▸ Problem to work on
Only the lines from the one containing "the red and" to the end of the records belong in the output; print them exactly.

── Information ──

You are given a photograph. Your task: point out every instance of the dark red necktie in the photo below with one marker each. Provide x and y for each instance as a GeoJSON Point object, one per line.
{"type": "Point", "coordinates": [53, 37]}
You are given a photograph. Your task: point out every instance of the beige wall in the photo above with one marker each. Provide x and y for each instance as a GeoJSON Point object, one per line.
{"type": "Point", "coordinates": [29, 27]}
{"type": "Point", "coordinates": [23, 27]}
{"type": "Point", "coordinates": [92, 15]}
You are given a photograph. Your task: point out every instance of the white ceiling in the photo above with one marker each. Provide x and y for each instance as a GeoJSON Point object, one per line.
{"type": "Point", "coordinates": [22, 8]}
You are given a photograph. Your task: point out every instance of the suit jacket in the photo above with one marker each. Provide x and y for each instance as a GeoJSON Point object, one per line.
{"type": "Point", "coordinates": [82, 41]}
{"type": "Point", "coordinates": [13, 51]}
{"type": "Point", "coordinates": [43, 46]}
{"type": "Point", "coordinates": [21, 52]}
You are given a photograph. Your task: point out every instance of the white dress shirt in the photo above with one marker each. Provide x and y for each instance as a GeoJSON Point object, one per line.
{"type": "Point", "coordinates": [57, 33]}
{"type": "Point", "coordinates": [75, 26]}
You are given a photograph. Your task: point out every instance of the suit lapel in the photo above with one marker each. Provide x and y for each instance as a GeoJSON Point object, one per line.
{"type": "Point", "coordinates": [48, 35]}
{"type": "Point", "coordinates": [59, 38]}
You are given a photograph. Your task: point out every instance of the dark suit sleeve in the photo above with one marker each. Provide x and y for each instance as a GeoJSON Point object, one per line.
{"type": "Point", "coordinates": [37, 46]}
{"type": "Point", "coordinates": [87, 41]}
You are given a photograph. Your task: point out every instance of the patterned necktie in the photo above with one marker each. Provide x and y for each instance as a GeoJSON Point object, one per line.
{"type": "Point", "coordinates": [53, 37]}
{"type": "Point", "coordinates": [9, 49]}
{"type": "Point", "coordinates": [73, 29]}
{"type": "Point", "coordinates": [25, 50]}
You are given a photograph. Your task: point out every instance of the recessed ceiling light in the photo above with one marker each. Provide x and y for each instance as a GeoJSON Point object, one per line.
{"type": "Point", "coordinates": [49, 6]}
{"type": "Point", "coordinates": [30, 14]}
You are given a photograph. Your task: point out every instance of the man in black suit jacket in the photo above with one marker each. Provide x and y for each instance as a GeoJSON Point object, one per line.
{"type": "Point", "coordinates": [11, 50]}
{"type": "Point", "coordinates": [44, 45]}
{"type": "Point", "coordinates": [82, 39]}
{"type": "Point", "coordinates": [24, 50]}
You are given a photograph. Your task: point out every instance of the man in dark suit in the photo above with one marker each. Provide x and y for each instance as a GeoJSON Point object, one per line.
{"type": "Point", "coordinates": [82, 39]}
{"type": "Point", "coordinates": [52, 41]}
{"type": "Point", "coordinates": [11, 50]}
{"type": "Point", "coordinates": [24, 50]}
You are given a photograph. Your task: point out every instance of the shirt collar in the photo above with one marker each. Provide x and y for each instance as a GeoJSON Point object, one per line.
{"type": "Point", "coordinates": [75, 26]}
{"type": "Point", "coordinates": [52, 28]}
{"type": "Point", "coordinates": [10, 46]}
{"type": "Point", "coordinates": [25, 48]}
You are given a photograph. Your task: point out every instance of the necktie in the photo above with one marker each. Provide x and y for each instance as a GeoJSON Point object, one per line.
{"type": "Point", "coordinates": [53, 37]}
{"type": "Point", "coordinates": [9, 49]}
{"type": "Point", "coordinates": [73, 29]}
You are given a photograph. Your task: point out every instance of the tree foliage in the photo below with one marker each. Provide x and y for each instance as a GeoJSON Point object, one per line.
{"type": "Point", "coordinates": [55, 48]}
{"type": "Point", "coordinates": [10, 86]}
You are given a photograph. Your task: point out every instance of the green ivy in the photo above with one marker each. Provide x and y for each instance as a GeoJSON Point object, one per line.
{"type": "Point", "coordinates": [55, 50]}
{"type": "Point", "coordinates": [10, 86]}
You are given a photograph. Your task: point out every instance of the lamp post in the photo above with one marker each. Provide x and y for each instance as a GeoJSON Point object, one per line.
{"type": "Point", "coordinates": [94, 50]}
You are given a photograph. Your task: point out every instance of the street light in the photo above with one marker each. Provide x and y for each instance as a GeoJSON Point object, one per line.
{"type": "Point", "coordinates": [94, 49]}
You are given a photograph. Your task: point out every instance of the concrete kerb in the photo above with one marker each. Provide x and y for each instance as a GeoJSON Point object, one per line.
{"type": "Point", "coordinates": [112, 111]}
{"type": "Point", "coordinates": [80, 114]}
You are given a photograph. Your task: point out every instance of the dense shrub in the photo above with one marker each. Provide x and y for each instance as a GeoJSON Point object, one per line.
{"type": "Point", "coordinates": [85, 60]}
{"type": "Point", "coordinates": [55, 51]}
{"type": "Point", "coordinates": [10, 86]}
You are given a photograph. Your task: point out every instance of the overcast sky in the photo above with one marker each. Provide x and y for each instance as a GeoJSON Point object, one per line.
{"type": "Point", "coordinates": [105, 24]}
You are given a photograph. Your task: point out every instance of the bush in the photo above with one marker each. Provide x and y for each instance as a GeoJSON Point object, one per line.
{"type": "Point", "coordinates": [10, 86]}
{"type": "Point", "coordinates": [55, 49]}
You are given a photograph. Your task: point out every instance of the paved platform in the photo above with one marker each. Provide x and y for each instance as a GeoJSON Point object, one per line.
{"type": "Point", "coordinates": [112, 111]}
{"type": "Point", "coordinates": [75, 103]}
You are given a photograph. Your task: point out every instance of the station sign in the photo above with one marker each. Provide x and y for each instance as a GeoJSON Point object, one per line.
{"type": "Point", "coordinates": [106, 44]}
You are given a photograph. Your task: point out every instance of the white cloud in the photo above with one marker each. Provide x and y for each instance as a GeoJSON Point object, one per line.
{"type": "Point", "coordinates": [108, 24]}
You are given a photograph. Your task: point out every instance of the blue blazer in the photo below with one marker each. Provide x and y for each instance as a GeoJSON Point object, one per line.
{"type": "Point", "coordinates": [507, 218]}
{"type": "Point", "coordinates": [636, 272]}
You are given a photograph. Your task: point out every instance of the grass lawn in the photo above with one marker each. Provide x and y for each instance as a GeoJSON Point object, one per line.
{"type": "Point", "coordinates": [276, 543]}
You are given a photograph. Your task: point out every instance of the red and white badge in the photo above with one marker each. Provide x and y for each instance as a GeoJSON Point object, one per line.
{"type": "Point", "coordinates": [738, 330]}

───

▸ Finished task
You are given a photograph. Your task: point out every instance of the red and white badge in the photo above with one marker each. Provide x and y for each instance as a GeoJSON Point object, one per line.
{"type": "Point", "coordinates": [738, 330]}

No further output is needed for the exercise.